Pointing and labeling entries
┌──
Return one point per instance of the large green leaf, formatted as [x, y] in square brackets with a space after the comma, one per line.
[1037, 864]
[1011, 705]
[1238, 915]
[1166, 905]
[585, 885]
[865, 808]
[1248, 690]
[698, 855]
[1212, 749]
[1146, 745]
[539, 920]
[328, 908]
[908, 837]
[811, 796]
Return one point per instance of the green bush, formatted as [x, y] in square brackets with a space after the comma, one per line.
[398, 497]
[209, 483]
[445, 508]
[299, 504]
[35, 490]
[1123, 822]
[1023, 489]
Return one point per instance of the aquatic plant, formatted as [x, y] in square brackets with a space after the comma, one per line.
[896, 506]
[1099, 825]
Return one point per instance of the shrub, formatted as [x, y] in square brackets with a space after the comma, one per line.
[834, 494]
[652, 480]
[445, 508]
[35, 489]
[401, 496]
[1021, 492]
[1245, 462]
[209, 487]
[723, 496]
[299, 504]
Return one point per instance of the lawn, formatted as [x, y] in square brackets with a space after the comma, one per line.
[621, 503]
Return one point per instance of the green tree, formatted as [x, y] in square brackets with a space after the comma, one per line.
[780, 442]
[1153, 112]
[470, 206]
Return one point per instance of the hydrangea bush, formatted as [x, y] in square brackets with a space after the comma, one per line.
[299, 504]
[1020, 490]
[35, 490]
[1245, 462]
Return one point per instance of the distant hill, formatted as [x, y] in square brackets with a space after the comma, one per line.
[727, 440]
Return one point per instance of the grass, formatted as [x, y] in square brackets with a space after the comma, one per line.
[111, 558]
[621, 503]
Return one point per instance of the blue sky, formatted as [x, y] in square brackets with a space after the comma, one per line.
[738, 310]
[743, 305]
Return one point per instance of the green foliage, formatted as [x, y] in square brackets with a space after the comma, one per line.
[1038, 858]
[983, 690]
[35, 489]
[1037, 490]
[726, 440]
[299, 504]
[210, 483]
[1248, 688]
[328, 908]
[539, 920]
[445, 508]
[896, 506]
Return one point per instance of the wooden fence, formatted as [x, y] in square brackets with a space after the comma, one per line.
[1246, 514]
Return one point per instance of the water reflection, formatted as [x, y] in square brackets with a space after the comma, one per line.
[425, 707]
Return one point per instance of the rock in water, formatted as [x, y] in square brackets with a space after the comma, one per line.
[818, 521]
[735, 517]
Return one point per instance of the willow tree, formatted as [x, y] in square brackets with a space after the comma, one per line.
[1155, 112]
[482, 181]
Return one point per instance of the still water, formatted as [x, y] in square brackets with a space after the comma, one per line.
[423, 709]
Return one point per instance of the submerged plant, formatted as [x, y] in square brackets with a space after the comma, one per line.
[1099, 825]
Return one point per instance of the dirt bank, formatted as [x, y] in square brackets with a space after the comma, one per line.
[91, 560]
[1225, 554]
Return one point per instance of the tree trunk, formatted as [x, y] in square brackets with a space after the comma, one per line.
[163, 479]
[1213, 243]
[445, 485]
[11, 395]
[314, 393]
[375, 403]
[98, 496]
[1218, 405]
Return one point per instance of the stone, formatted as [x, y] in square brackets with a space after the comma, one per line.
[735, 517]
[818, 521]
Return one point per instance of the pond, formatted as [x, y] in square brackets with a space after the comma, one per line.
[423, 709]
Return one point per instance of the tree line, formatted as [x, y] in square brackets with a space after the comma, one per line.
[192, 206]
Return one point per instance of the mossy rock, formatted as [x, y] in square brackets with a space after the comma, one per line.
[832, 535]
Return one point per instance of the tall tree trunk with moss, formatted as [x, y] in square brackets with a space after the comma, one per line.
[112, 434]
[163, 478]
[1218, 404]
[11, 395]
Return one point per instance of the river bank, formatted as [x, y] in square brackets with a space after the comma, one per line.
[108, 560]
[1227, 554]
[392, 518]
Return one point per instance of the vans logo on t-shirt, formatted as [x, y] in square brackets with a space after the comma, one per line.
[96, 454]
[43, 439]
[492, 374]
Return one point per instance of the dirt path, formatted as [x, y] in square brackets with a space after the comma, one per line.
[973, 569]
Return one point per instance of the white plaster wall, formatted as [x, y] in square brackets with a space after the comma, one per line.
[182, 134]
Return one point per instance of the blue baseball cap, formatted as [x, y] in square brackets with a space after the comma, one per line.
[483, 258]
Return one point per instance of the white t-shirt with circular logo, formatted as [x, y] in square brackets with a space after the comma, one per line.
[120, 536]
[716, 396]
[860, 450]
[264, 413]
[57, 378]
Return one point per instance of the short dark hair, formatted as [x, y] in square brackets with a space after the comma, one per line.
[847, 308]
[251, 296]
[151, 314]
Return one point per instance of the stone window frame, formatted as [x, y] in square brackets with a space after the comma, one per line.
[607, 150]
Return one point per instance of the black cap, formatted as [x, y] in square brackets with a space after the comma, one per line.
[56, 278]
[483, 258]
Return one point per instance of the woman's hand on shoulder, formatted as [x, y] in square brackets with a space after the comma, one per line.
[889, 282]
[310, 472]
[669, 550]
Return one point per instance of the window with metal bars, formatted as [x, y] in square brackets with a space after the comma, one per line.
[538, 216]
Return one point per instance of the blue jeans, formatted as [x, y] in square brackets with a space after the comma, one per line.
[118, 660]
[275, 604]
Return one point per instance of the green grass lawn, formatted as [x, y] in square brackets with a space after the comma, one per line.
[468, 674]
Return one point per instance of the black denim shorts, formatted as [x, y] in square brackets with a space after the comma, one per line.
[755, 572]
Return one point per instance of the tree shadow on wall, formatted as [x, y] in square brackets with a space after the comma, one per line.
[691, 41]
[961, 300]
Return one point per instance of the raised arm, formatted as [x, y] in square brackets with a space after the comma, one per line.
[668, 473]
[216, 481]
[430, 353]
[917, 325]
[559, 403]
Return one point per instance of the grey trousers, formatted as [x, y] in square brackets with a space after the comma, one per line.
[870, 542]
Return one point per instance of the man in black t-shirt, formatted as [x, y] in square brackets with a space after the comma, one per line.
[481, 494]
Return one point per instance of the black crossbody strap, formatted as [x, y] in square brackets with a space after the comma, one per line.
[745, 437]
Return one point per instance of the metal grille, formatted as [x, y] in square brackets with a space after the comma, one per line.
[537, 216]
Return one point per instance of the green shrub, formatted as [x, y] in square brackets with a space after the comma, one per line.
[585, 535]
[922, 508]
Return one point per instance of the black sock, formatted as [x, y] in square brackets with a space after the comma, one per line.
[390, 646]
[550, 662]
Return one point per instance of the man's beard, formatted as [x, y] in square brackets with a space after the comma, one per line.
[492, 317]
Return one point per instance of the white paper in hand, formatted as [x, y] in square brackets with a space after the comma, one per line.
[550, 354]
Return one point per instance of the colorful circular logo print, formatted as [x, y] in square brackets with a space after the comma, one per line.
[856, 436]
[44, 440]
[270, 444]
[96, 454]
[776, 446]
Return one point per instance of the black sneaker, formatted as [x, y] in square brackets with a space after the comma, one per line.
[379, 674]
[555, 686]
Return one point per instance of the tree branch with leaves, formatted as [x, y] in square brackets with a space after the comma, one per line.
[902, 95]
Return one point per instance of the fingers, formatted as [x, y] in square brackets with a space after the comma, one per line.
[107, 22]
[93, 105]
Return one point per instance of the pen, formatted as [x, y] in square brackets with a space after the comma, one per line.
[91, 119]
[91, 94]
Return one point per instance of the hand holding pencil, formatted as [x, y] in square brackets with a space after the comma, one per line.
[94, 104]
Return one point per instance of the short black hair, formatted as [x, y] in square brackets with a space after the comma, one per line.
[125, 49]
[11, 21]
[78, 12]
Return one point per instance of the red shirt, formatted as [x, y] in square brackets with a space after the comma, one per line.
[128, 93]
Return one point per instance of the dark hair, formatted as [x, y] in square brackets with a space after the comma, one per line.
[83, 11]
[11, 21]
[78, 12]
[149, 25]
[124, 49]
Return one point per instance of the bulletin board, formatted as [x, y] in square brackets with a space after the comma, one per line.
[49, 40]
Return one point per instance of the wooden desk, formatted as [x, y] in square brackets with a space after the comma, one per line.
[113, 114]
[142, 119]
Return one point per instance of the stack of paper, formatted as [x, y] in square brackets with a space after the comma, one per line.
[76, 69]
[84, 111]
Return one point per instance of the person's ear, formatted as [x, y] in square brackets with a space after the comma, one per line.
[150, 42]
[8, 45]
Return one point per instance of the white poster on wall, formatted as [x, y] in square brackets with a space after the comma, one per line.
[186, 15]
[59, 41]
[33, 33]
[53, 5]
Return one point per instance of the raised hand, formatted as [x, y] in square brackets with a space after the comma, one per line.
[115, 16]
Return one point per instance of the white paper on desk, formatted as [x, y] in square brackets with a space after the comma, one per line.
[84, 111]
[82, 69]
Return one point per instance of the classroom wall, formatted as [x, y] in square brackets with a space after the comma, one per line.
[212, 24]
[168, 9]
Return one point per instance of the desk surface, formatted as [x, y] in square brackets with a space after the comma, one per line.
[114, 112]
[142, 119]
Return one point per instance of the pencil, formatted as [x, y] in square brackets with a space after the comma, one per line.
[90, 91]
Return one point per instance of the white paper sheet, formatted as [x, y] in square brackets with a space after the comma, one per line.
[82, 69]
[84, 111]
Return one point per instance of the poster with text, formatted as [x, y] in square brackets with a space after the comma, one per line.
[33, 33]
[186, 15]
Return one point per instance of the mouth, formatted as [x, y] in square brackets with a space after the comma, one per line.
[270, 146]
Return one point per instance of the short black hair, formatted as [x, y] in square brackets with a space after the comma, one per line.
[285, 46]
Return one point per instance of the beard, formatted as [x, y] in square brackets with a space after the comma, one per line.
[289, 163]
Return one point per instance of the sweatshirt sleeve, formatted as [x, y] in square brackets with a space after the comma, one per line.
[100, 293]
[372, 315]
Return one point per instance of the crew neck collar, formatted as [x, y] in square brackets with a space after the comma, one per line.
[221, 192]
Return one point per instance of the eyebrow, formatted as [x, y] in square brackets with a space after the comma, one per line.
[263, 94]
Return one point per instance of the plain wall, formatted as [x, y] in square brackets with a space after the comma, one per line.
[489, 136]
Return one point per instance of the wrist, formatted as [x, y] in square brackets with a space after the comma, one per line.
└──
• **What this task involves**
Starting with the line that contains "Return one point per instance of the desk", output every line through the end of the listing above, unchanged.

• **Answer for the task**
Return one point per instance of the desk surface, formatted as [x, y] in square brackets with a space after the comma, one per line.
[114, 112]
[142, 119]
Return one point per instance of the pencil, formatted as [x, y] in square brackets with a space after the comma, one per line.
[90, 91]
Return one point per instance of the white paper sheet, formatted as [x, y] in square brackets with a space after the comma, one per line.
[82, 69]
[84, 111]
Return one point per instance of the poster with text, formatted as [x, y] in square brackets with a space after the comma, one per line.
[33, 33]
[186, 15]
Return one point per instance of the mouth, formatted as [x, y] in square brackets with a space after the comma, one per line.
[270, 146]
Return one point per instance of the short black hair, formatted as [x, y] in square brackets with a space after the comma, one per line.
[285, 46]
Return one point per instance of the beard, formatted as [x, y] in square brackets with a space after the comma, one per line.
[289, 163]
Return one point per instance of the sweatshirt sleeve, formatted as [x, y] in square brackets with a space after the comma, one per line.
[100, 293]
[372, 315]
Return one point per instance of the crew neck collar, formatted as [x, y] in square brackets with a space after the comma, one per line.
[221, 192]
Return one point per instance of the eyebrow, formatted as [x, y] in square brackets with a space after the comma, one per line.
[263, 94]
Return one point per instance of the plain wall, formatted as [x, y] in square brackets with a space after the comma, one per line.
[489, 136]
Return one point per instance of the wrist, formatted as [x, y] in square brackets with a space after the comma, one per line.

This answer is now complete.